What you should do:
Pull every line with "soldier" from the data.

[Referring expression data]
┌────────

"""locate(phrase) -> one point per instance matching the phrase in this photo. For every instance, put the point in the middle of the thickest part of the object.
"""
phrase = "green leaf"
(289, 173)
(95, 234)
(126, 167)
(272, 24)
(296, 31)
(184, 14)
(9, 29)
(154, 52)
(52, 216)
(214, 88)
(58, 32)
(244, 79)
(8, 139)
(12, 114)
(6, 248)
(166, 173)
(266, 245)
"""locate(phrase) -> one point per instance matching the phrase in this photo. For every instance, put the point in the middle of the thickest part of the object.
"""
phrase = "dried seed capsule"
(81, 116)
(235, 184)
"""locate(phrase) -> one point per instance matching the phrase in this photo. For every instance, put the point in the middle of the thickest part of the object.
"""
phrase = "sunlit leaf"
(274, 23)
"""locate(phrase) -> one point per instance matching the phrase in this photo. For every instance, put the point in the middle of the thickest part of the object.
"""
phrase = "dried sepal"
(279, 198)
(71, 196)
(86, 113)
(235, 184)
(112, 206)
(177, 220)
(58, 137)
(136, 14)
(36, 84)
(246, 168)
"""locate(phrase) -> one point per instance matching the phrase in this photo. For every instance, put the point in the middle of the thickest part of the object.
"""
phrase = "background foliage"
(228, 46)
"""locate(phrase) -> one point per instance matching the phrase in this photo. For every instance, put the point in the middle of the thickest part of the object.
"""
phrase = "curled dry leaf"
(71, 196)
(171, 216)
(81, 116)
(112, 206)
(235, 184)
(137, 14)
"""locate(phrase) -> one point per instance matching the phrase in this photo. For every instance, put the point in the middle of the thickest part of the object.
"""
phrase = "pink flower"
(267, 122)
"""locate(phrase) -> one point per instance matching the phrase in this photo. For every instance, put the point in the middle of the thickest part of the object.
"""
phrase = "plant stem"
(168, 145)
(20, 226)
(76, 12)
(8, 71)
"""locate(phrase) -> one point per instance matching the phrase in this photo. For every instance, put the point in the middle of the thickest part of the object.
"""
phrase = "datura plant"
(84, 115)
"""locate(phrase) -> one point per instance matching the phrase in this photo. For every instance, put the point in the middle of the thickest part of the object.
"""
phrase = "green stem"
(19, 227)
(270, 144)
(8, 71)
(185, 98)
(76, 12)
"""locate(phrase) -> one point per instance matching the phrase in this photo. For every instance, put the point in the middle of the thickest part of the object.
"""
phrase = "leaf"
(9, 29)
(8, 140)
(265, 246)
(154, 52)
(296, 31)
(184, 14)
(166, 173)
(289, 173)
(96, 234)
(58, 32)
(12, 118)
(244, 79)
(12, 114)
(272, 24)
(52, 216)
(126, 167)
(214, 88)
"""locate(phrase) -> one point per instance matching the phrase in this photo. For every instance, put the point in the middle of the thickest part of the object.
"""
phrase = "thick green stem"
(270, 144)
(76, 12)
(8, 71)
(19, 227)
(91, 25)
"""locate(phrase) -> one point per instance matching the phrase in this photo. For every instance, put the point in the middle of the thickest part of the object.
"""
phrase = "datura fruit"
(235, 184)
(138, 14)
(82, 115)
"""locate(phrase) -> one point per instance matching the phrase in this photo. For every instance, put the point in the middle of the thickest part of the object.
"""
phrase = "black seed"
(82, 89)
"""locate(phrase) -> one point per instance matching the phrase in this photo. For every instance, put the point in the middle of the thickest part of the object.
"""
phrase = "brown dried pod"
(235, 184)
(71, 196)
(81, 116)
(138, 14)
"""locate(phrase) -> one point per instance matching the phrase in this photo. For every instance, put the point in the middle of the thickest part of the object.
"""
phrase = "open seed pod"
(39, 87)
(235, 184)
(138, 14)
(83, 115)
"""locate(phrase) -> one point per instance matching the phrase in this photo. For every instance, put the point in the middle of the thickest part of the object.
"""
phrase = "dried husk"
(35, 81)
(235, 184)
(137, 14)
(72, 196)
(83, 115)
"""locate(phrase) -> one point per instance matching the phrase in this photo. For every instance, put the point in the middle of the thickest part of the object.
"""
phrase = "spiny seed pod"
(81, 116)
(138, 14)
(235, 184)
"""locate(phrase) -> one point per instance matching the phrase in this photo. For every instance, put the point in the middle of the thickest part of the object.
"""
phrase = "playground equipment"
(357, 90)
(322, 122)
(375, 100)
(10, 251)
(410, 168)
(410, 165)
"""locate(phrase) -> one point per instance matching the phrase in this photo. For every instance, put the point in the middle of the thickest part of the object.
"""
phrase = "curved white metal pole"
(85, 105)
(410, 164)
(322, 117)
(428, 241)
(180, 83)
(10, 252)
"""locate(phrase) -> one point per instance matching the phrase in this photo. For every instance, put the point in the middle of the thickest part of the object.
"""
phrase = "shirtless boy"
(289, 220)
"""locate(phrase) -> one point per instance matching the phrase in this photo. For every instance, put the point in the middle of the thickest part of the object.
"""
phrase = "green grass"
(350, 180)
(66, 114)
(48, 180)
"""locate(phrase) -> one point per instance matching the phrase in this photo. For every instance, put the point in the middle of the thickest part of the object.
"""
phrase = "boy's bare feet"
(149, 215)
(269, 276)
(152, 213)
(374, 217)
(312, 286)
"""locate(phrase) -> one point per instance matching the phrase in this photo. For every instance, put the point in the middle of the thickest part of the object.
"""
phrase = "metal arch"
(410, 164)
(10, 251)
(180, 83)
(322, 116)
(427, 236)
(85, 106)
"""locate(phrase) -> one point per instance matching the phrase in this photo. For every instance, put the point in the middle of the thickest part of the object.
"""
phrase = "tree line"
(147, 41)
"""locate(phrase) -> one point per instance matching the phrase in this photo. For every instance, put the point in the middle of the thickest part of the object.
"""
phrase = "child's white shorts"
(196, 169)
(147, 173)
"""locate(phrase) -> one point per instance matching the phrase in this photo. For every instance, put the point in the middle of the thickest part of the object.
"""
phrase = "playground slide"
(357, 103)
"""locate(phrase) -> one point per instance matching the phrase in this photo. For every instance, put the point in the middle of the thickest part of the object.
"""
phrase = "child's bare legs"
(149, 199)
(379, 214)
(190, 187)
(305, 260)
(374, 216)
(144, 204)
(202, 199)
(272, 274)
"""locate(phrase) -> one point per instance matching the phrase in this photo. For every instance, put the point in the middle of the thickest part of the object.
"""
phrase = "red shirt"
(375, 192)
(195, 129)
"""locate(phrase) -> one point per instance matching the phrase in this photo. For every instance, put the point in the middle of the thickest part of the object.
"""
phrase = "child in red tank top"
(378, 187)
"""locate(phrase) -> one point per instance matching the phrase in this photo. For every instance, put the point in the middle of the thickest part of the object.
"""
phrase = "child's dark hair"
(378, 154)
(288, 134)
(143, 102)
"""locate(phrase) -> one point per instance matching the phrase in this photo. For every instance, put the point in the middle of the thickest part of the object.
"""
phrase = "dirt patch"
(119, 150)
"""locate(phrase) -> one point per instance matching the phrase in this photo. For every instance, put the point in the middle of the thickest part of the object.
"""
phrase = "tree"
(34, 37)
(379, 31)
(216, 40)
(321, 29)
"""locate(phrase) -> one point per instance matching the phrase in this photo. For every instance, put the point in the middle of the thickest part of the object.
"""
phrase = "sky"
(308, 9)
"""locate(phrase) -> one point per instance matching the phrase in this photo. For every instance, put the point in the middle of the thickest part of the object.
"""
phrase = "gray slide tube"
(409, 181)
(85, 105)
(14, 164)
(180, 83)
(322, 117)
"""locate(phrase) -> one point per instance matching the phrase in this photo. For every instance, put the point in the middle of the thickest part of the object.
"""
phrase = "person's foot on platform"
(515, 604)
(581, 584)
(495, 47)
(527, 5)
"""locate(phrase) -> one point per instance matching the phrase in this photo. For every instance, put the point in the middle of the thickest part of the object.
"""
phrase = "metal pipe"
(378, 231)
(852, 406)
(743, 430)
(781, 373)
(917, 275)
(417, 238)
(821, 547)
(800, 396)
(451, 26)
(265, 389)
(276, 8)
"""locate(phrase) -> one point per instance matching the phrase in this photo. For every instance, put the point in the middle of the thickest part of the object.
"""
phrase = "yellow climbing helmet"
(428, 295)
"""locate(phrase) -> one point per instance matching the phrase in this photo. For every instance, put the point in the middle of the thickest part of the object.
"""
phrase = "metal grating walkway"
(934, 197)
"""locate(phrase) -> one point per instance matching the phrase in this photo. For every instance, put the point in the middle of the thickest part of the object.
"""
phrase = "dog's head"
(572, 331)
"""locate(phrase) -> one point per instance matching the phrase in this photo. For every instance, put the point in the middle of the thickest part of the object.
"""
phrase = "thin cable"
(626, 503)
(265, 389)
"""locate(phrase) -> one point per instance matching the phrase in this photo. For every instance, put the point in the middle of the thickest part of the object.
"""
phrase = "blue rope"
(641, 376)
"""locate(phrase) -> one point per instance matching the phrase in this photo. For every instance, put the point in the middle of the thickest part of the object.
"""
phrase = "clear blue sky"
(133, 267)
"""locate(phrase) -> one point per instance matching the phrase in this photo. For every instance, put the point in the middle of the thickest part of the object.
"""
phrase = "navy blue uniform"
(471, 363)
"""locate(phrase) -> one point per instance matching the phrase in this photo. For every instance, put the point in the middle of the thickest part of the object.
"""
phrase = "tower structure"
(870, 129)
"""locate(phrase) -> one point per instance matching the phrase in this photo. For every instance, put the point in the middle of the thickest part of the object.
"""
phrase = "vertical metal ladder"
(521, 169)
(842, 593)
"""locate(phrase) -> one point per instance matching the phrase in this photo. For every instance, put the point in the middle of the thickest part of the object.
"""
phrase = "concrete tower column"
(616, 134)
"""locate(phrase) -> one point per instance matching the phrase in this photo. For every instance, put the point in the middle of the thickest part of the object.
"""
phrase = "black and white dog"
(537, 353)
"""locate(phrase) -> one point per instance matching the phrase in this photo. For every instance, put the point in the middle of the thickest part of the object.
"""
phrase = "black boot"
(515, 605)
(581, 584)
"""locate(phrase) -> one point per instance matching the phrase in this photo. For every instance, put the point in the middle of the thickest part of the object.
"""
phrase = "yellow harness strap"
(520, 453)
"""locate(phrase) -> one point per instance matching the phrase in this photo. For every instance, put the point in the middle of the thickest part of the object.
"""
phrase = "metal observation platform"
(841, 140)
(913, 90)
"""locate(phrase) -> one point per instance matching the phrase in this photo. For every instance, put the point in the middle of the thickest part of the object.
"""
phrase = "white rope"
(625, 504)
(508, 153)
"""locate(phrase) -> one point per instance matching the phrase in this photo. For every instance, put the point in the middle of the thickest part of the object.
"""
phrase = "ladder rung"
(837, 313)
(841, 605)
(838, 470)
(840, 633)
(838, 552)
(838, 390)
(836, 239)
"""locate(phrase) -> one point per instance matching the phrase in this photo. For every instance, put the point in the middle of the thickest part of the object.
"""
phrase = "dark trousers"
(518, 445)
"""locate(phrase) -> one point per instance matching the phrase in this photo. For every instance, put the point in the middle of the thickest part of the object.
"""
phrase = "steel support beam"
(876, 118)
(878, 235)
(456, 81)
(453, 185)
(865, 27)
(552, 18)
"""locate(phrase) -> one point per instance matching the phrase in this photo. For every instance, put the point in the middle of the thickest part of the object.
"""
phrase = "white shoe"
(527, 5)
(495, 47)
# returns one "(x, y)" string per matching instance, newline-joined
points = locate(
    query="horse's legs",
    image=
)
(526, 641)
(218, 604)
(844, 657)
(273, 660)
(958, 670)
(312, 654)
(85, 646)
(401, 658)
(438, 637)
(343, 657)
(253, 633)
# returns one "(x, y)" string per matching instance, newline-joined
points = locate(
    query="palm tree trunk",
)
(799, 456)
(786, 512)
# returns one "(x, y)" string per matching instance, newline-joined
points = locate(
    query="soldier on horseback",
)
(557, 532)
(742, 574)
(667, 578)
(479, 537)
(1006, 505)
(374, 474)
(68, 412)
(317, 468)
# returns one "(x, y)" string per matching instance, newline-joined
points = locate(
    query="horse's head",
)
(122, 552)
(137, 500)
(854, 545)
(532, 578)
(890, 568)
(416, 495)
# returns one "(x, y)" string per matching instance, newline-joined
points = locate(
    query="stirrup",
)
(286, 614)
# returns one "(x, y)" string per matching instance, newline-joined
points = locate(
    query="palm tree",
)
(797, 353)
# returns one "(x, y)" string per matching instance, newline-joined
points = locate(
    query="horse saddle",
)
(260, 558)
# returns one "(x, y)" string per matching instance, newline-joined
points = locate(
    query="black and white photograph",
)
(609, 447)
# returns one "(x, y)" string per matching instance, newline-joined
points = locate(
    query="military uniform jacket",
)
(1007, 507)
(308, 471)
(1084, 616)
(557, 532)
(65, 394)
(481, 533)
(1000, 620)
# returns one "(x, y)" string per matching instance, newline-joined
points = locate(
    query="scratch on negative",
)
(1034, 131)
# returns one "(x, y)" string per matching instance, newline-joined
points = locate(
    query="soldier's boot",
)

└────────

Solution to this task:
    query="soldier on horseback",
    query="soldier's boot",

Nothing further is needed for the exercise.